**Aim of the exercise:** Retype the entries exactly, keeping every line intact.

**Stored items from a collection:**
-=-=-=-=-
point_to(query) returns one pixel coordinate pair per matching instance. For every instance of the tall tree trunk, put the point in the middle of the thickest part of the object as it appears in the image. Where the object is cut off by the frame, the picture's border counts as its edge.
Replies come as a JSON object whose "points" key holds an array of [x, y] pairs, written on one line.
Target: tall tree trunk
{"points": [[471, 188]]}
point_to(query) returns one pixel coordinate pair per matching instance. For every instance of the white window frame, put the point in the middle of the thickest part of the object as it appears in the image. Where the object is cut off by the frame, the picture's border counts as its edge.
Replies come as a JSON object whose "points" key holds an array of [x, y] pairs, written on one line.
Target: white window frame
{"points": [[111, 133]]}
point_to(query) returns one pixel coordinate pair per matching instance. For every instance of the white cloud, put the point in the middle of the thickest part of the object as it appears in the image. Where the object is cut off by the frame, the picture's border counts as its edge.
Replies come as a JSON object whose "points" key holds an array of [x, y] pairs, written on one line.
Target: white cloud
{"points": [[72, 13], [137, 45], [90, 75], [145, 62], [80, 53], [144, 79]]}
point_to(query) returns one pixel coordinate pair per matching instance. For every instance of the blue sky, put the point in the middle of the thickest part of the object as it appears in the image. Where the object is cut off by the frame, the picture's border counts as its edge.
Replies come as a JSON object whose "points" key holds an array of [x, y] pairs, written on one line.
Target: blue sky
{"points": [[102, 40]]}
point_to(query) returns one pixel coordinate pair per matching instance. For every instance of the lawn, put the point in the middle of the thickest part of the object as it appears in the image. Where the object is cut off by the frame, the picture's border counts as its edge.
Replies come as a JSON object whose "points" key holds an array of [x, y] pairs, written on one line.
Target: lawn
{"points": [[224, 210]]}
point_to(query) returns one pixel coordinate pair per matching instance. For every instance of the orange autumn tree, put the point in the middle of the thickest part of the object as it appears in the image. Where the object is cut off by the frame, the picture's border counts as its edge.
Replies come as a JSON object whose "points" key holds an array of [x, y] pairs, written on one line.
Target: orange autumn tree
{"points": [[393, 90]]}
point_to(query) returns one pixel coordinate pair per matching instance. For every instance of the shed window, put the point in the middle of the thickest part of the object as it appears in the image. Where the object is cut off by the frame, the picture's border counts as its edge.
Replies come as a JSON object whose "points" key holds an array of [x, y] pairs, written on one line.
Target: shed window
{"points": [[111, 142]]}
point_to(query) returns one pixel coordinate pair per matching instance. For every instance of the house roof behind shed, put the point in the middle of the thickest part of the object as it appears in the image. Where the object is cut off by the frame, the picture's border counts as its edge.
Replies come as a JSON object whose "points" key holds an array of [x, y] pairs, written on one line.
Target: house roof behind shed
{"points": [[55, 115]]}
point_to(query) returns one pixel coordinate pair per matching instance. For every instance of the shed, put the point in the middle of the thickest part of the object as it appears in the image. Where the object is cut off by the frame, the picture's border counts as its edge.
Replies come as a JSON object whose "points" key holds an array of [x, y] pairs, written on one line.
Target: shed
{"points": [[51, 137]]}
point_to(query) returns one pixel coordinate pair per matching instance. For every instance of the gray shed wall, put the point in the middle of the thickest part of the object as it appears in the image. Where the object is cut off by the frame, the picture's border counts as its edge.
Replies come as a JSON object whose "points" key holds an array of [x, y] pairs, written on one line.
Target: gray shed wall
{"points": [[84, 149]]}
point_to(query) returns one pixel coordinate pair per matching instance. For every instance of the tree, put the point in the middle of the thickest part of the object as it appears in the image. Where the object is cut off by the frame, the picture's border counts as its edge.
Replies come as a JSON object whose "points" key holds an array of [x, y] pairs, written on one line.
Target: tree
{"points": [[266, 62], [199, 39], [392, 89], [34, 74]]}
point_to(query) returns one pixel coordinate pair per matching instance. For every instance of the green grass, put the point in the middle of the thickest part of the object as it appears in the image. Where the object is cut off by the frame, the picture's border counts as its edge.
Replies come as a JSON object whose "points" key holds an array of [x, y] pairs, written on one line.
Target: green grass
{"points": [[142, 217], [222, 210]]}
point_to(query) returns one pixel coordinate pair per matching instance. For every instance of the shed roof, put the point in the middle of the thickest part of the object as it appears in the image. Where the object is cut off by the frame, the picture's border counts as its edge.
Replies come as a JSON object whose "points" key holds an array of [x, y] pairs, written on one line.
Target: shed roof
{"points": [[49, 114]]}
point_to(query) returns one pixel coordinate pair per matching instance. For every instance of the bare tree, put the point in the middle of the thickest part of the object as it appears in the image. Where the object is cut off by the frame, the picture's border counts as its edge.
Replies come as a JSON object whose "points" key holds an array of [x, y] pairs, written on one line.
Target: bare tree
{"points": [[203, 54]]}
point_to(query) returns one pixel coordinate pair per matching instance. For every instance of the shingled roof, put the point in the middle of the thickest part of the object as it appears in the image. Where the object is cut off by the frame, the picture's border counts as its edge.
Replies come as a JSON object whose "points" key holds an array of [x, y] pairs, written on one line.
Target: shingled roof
-=-=-=-=-
**Answer box:**
point_to(query) returns one pixel coordinate pair per matching instance. For every instance of the tall tree trunk, put the point in the middle of the thickest part of the object as it appears in the image. Where the object is cut off by the frame, the picture's border counts as its edge.
Replies come as a JSON object whose "points" key holds an array of [x, y] pairs, written on one line.
Target: tall tree trunk
{"points": [[471, 188]]}
point_to(query) returns one pixel coordinate pair per matching instance. For every instance of the white window frame, put the point in the middle of the thickest part of the object as it appears in the image. Where the object is cut off by the frame, the picture's border counts as its edge.
Replies come as a JSON object whose "points" key holds an array of [x, y] pairs, written on one line.
Target: white window frame
{"points": [[111, 133]]}
point_to(query) returns one pixel coordinate pair per matching instance. For every instance of the white cloud, put the point in the middle of the thickest part of the object as it appears in the image. Where the object is cut off by the frame, the picture's border counts as its edge.
Replies come as a JSON object whose "points" key holds an array of [x, y] pairs, written on one line.
Target: white cloud
{"points": [[72, 13], [137, 45], [90, 75], [145, 62], [80, 53], [144, 79]]}
point_to(query) returns one pixel coordinate pair per matching instance. For every instance of the blue sky, put the point in the middle of the thickest part of the object as it appears in the image. Where the object is cut off by the frame, the picture's border counts as its edge.
Replies come as a JSON object whose "points" key holds an array of [x, y] pairs, written on one line.
Target: blue sky
{"points": [[102, 40]]}
point_to(query) returns one pixel coordinate pair per matching instance. For every instance of the lawn, put the point in the middle of the thickest part of the object as it appears in the image. Where the object is cut off by the frame, the picture's border counts as its edge.
Replies come as a JSON object whose "points" key holds an array of [x, y] pairs, written on one line.
Target: lawn
{"points": [[224, 210]]}
point_to(query) returns one pixel coordinate pair per matching instance. For every instance of the orange autumn tree, put the point in the middle of the thickest part of the object as it appears in the image. Where the object is cut off by the frame, the picture's border counts as its edge.
Replies come as a JSON object whose "points" key holds an array of [x, y] pairs, written on one line.
Target: orange autumn tree
{"points": [[393, 90]]}
point_to(query) returns one pixel coordinate pair per matching instance. For every instance of the shed window, put the point in the middle of the thickest part of the object as it appears in the image. Where the object is cut off by the frame, the picture's border counts as its edge.
Replies come as a JSON object whose "points" key holds an array of [x, y] pairs, written on one line.
Target: shed window
{"points": [[111, 142]]}
point_to(query) returns one pixel coordinate pair per matching instance. For every instance of the house roof behind shed, put the point in the middle of the thickest part of the object as it appears in the image. Where the object is cut off by the frame, the picture's border counts as its edge.
Replies come as a JSON object whose "points" key holds an array of [x, y] pairs, written on one line.
Target: house roof behind shed
{"points": [[55, 115]]}
point_to(query) returns one pixel coordinate pair per matching instance. For every instance of the shed, put the point in the middle of the thickest part of the object as it appears in the image. Where the object is cut off by the frame, the picture's border counts as its edge.
Replies come as a JSON object whose "points" key holds an array of [x, y] pairs, written on one line.
Target: shed
{"points": [[51, 137]]}
point_to(query) returns one pixel coordinate pair per matching instance. For every instance of the gray shed wall, put the point in the middle of the thickest part of the object as it appears in the image. Where the object is cut off by the frame, the picture's border counts as its edge.
Replies come as a JSON object whose "points" key holds an array of [x, y] pairs, written on one line.
Target: gray shed wall
{"points": [[84, 149]]}
point_to(query) returns one pixel coordinate pair per matching instance. For every instance of the tree, put the point in the middle of the thickest part of the object as it appears in the image. Where the object is cut off by the frame, the picture's border counts as its edge.
Replies come as a JSON object whose "points" key holds an array of [x, y] pairs, written on one line.
Target: tree
{"points": [[266, 62], [199, 39], [392, 89], [34, 74]]}
point_to(query) returns one pixel coordinate pair per matching instance. For every instance of the green grass, put the point in the middle of the thickest part of the object as it appears in the image. Where the object is cut off by the frame, the picture's border counts as its edge.
Replies come as a JSON object whose "points" key holds an array of [x, y] pairs, written on one line.
Target: green grass
{"points": [[142, 217], [222, 210]]}
point_to(query) returns one pixel coordinate pair per matching instance. For every instance of the shed roof, put the point in the middle of the thickest part of the object as it appears in the image. Where the object is cut off by the frame, the picture's border counts as its edge.
Replies come as a JSON object whose "points" key holds an array of [x, y] pairs, written on one line.
Target: shed roof
{"points": [[49, 114]]}
point_to(query) returns one pixel coordinate pair per matching instance. For every instance of the bare tree, put the point in the middle of the thickest part of the object as it appears in the image. Where the object is cut off by the frame, the picture's border counts as its edge.
Replies come as a JSON object whose "points" key holds an array of [x, y] pairs, written on one line.
Target: bare tree
{"points": [[203, 54]]}
point_to(query) returns one pixel coordinate pair per matching instance. For every instance of the shingled roof, put the point in the middle of the thickest part of the object as it appears in the image. Where the object is cut off by the frame, the picture's border counts as its edge.
Replies come as a JSON object whose "points" key holds an array of [x, y] pairs, written on one line.
Target: shingled roof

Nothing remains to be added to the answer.